**Collected data entries:**
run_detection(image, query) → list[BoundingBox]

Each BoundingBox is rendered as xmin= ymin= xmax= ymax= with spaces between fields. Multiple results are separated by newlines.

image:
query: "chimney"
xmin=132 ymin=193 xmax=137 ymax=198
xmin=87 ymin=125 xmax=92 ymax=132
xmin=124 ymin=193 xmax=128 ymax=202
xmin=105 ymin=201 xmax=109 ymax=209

**TASK DETAILS:** Rewrite the material above, replacing "newlines" with "line breaks" and leaving everything else the same.

**SOLUTION TO THIS EXERCISE:**
run_detection(image, query) → list[BoundingBox]

Each BoundingBox is rendered as xmin= ymin= xmax= ymax= with spaces between fields. Multiple results are separated by line breaks.

image:
query: "chimney"
xmin=132 ymin=193 xmax=137 ymax=198
xmin=87 ymin=125 xmax=92 ymax=132
xmin=124 ymin=193 xmax=128 ymax=202
xmin=105 ymin=201 xmax=109 ymax=209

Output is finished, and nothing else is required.